Extracted data:
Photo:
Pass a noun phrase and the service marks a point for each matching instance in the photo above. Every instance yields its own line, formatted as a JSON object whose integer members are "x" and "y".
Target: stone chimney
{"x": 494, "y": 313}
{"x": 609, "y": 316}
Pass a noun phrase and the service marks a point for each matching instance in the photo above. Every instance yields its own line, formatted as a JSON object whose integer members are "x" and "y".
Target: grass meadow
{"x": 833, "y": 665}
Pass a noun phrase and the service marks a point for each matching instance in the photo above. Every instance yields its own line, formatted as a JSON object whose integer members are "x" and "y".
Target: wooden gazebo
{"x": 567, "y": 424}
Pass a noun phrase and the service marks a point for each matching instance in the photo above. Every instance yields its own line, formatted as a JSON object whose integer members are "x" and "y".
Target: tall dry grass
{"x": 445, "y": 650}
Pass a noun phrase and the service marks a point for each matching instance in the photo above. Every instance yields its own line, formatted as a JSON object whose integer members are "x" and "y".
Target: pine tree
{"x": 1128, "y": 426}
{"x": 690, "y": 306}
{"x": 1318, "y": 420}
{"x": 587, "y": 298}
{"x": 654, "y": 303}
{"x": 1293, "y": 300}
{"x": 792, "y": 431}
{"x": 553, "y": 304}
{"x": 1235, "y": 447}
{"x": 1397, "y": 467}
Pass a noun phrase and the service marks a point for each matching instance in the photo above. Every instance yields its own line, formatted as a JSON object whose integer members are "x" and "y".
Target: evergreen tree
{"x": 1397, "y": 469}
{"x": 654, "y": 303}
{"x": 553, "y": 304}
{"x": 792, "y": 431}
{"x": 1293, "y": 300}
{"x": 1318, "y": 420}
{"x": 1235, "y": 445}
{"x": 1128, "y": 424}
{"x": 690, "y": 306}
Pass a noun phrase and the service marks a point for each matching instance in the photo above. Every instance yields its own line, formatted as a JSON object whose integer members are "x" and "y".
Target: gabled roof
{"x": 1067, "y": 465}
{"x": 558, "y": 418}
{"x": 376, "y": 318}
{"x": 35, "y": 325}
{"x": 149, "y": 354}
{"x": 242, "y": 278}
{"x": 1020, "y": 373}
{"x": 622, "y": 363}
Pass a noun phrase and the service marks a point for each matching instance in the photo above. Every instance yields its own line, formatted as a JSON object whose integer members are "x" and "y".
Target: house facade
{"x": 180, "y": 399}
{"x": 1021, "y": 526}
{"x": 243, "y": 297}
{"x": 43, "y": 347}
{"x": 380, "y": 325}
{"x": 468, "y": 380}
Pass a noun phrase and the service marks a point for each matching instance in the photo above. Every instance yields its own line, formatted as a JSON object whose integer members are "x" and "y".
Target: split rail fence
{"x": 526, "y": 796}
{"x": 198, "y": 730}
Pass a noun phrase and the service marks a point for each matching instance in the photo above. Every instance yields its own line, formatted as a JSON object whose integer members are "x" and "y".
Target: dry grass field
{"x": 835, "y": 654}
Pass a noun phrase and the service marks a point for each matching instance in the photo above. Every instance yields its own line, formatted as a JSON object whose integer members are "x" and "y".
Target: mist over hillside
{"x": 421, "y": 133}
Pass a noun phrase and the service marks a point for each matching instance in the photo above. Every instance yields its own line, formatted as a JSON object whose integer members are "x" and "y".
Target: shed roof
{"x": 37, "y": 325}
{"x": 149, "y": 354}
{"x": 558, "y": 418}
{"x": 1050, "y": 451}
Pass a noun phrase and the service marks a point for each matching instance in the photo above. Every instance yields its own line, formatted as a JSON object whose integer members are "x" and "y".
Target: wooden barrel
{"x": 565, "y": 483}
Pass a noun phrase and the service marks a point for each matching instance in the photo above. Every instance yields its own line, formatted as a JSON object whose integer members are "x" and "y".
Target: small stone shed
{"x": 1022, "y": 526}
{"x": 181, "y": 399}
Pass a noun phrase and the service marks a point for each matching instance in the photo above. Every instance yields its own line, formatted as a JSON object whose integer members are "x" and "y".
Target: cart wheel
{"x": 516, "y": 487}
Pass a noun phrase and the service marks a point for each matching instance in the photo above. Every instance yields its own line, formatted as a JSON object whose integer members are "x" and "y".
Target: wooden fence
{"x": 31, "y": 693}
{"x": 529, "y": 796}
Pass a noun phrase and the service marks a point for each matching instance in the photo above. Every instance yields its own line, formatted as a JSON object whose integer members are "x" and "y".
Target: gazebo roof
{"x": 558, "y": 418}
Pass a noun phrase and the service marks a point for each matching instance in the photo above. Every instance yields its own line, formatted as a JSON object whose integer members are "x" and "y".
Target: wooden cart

Written instruction:
Extract all of the data above without altering anything.

Solution below:
Photo:
Pass a noun phrase and the service marks a point for each matching instance in the photo above. Every instance yields its own line, formatted as a JSON object whose integer members are "x" and "y".
Target: stone chimney
{"x": 494, "y": 313}
{"x": 609, "y": 316}
Pass a noun phrase and the service marks a point for each matching instance in the photo above. Every instance yields its own line, formatted as a JSON object whose integer members are "x" and "y".
Target: grass meadow
{"x": 833, "y": 665}
Pass a noun phrase and the service marks a point for each matching instance in the photo above. Every instance yields its own line, formatted as a JSON object whose integer members are "x" and "y".
Target: wooden gazebo
{"x": 567, "y": 424}
Pass a noun phrase and the service marks a point for each matching instance in the photo above. Every instance yields its own line, formatted as a JSON object whose integer members are "x" and "y".
Target: tall dry grass
{"x": 445, "y": 650}
Pass a noun phrase and the service marks a point for each matching instance in the photo above. Every instance yields its own line, formatted as a JSON object whose integer members are "x" and "y".
Target: pine tree
{"x": 1128, "y": 426}
{"x": 690, "y": 306}
{"x": 1318, "y": 420}
{"x": 587, "y": 298}
{"x": 654, "y": 303}
{"x": 1293, "y": 300}
{"x": 792, "y": 431}
{"x": 553, "y": 304}
{"x": 1235, "y": 447}
{"x": 1397, "y": 467}
Pass a noun phrase and the service marks a point for each matching instance in the photo above. Every instance yields its own line, formatted as a JSON object whose integer members are "x" and "y".
Target: evergreen tree
{"x": 1397, "y": 469}
{"x": 654, "y": 303}
{"x": 553, "y": 304}
{"x": 792, "y": 431}
{"x": 1293, "y": 300}
{"x": 1318, "y": 420}
{"x": 1235, "y": 445}
{"x": 1128, "y": 424}
{"x": 690, "y": 306}
Pass a noun phrase and the service marks a point for each matching instance in the photo above. Every instance yields its own line, formatted as a JSON object whose integer members are "x" and "y".
Target: gabled roof
{"x": 1067, "y": 465}
{"x": 558, "y": 418}
{"x": 376, "y": 318}
{"x": 35, "y": 325}
{"x": 149, "y": 354}
{"x": 242, "y": 278}
{"x": 1020, "y": 373}
{"x": 622, "y": 363}
Pass a noun phrase and the service marks a point for each matching instance in the photo above. Every instance yields its own line, formatted as a JSON object whose integer members are "x" and "y".
Target: house facade
{"x": 180, "y": 399}
{"x": 1021, "y": 526}
{"x": 243, "y": 297}
{"x": 43, "y": 347}
{"x": 380, "y": 325}
{"x": 468, "y": 380}
Pass a noun phrase and the service marks a point for each matching instance in the photo above. Every instance yields its own line, formatted as a JSON object whose integer members are "x" and "y".
Target: split rail fence
{"x": 526, "y": 796}
{"x": 198, "y": 730}
Pass a noun phrase and the service marks a point for each matching instance in the photo above. Every instance yields its own line, formatted as a JSON object whose integer members are "x" and "y".
Target: dry grass field
{"x": 835, "y": 654}
Pass a noun phrase and the service marks a point for each matching instance in the photo above. Every instance yields its own line, formatted as a JSON object whose integer members are "x" and "y".
Target: mist over hillside
{"x": 421, "y": 133}
Pass a noun phrase and the service marks a point for each matching instance in the photo above. Every instance yields its own line, formatted as a JSON object whose integer members are "x" and "y".
Target: shed roof
{"x": 37, "y": 325}
{"x": 149, "y": 354}
{"x": 558, "y": 418}
{"x": 1050, "y": 451}
Pass a noun phrase and the service marks a point for each matching instance in the photo above. Every instance yields its own line, formatted as a JSON object whose integer members are "x" and "y".
Target: wooden barrel
{"x": 565, "y": 483}
Pass a noun phrase and the service marks a point for each matching instance in the photo above. Every instance yields its own line, formatted as a JSON object whose integer members are "x" and "y".
Target: small stone shed
{"x": 1022, "y": 526}
{"x": 181, "y": 399}
Pass a noun phrase and the service marks a point for each matching instance in the photo above. Every instance yields its own line, formatted as a JSON object whose integer members are "x" and "y".
Target: cart wheel
{"x": 516, "y": 487}
Pass a noun phrase and the service marks a point for each matching instance in the photo above. Every instance yields its own line, formatted as a JSON object whose integer members are "x" and "y".
Target: wooden fence
{"x": 31, "y": 693}
{"x": 529, "y": 796}
Pass a noun phrase and the service marks a point for each matching instance in the photo above. Every instance yields its own line, formatted as a JSON object whose integer members are "x" and "y".
Target: gazebo roof
{"x": 558, "y": 418}
Pass a noun phrase and the service marks a point for each matching instance in the photo above. Every instance yields its own line, formatted as a JSON object whose integer members are "x" and "y".
Target: wooden cart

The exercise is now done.